Goal ::
Rescale the listing below from the line with "Place one keypoint per instance of the car front" through the end of the listing, writing every line again, requests included, but multiplying each answer coordinate by 1.2 and rounding to whole numbers, with halves rounded up. Keep the numbers in the requests and their format samples as they are, and leave the pictures out.

Record list ::
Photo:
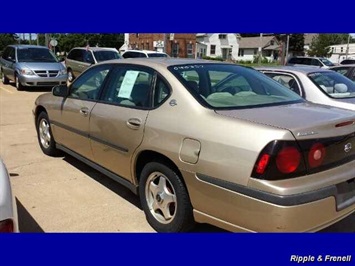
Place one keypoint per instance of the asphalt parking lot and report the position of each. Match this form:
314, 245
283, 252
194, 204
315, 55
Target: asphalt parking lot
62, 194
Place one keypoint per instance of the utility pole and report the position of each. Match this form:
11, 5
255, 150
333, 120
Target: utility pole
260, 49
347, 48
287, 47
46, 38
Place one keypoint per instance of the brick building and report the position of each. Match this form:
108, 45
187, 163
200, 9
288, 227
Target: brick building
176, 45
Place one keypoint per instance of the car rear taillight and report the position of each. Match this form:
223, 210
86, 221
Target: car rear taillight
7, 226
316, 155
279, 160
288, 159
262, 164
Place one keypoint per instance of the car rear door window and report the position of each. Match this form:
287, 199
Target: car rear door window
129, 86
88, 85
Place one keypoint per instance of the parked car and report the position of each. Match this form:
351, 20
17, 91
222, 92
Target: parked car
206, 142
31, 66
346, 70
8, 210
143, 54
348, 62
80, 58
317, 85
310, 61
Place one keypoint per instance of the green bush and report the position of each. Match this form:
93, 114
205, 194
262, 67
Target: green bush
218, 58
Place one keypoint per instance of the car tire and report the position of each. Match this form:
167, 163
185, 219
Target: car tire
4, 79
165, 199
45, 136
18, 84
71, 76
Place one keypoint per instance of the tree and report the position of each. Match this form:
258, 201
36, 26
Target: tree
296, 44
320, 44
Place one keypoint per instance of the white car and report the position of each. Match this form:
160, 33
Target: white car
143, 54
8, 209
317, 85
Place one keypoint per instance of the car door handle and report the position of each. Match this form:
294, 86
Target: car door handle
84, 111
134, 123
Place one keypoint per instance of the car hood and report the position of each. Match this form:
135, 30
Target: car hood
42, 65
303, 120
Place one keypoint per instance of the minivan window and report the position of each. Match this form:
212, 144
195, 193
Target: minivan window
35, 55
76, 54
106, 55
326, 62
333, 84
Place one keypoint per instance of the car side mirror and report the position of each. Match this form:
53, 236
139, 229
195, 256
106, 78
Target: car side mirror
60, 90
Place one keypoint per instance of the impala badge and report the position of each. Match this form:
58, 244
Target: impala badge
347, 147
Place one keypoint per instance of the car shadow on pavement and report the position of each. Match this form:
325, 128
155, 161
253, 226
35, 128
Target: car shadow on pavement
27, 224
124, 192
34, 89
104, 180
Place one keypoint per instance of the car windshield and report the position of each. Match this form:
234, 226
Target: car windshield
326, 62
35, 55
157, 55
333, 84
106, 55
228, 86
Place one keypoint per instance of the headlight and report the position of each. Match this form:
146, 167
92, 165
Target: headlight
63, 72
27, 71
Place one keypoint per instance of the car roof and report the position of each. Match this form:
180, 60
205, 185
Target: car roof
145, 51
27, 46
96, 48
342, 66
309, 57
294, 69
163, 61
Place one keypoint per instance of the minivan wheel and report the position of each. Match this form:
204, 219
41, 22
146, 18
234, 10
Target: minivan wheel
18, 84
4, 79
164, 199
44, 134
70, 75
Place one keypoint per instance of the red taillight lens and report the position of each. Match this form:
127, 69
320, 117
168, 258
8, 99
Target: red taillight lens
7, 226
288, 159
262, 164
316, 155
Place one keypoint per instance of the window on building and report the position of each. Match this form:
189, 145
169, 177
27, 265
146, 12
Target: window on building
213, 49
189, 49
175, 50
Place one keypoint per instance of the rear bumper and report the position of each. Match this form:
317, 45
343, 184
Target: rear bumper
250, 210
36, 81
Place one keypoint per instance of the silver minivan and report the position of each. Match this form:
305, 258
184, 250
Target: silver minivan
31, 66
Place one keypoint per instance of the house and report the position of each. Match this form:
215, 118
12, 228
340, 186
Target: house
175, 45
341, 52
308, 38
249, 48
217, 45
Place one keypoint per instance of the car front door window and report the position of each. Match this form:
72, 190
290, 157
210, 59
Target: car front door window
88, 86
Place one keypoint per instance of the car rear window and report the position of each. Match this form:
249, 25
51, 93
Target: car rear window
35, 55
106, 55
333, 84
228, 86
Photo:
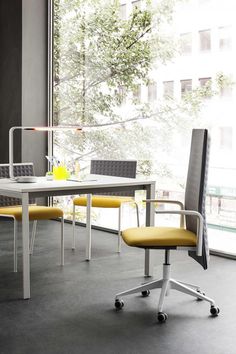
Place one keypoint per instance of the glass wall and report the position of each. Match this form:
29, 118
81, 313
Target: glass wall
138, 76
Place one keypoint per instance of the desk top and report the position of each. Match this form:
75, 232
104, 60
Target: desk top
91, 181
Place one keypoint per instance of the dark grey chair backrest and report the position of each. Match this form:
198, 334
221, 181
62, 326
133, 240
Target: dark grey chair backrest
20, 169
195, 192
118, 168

Exercise solution ::
Place one keypoint per instance of the car front door window and report the position of each. Match this form:
72, 190
290, 157
210, 59
Target: car front door window
106, 103
Place one keypoint per instance of the car rear window and report the position of each. Match this form:
249, 25
51, 93
Target: car rear window
42, 66
127, 66
400, 101
274, 103
Photo:
Place one keypoint per instance of the glass wall and report the position of each. Match this form:
29, 118
81, 313
Target: glass wall
166, 91
Place one keypoint per instance of the desk top and report the position of each. Match this form:
75, 232
104, 60
Target: desk top
109, 217
Place one keypoint per instance of the dark grey chair backrest and report the position of each. Match this form:
198, 334
221, 181
62, 326
133, 240
Target: dark grey chair backrest
24, 203
234, 230
142, 202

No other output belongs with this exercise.